- TASK:
If a line below contains the string "baby", return that line.

- EXTRACTED MATERIAL:
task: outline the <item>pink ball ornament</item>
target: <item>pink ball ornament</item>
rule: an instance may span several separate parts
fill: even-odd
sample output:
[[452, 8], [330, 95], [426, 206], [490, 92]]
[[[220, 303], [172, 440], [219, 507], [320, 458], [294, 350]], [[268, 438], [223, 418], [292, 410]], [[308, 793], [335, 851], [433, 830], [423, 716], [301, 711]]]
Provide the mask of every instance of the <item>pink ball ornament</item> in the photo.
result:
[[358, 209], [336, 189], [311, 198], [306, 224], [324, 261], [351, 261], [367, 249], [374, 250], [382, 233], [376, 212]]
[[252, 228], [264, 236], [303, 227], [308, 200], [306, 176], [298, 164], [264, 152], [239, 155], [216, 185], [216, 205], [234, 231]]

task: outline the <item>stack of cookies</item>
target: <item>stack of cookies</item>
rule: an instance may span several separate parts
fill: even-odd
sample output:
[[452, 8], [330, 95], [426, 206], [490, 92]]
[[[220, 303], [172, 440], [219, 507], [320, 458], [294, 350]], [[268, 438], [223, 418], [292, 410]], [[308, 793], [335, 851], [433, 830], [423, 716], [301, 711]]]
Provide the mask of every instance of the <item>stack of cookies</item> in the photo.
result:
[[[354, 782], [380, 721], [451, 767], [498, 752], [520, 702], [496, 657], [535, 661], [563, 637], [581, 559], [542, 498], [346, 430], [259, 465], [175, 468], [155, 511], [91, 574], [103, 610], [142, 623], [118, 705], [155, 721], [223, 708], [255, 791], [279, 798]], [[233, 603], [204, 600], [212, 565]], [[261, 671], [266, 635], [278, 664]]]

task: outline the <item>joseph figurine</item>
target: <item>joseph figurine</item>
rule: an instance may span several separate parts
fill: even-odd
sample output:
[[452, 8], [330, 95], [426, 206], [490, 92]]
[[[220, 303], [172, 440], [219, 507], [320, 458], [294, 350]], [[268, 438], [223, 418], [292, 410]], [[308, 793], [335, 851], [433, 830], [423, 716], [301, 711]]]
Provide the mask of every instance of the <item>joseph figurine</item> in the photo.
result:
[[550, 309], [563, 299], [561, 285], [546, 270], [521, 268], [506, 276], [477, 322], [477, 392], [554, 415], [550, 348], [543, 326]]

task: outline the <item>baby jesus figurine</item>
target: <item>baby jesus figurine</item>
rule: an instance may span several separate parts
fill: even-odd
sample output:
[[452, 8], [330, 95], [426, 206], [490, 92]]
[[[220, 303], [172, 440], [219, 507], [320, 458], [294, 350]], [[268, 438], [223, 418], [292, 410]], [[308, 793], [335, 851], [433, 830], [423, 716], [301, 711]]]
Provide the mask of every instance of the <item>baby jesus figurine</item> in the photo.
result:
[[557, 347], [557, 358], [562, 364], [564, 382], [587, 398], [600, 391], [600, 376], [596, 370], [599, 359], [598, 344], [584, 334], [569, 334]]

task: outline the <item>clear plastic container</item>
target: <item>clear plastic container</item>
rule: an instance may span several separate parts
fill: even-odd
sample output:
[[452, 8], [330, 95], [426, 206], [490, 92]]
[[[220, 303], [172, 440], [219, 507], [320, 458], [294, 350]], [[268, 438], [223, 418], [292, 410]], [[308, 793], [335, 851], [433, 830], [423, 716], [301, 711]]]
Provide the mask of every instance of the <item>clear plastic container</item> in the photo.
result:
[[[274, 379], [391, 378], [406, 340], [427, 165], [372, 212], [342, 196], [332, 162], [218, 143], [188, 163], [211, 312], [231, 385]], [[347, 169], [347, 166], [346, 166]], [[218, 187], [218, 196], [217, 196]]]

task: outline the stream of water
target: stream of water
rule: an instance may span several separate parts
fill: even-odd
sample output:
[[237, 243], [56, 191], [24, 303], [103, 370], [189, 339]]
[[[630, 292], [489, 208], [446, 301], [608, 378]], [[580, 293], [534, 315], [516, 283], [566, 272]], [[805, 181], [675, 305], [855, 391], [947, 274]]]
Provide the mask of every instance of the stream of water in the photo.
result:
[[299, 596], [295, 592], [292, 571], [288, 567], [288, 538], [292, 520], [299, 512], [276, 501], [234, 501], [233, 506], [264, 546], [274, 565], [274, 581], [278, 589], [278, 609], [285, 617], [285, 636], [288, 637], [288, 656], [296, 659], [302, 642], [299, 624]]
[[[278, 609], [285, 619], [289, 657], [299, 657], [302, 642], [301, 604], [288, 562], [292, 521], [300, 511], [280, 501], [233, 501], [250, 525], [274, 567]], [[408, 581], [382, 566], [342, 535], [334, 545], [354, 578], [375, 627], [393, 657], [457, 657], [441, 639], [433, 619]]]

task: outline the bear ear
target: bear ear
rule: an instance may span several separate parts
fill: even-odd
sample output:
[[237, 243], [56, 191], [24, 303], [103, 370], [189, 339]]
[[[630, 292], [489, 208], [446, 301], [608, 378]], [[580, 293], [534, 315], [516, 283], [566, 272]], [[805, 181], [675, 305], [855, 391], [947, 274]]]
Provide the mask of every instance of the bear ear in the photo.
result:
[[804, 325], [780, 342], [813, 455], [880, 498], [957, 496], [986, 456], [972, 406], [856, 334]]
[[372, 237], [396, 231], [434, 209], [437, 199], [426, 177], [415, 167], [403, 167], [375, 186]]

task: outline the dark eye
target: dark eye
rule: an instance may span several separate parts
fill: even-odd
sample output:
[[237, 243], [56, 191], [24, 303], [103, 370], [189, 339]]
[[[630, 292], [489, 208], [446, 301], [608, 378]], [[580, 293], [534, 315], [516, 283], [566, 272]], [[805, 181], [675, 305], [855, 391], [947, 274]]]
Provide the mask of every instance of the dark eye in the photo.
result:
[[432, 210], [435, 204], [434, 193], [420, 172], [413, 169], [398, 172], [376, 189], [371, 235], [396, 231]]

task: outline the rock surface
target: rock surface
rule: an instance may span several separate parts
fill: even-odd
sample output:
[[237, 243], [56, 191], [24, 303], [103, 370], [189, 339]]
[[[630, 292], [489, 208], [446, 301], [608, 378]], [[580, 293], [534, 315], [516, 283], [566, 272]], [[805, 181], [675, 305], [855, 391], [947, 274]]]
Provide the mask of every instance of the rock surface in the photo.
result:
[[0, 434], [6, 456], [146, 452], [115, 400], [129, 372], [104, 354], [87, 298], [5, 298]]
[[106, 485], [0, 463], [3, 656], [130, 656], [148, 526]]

- ANSWER BOX:
task: outline the <item>baby jesus figurine</item>
target: <item>baby jesus figurine</item>
Provide the mask of every instance of the <item>baby jesus figurine</item> in the photo.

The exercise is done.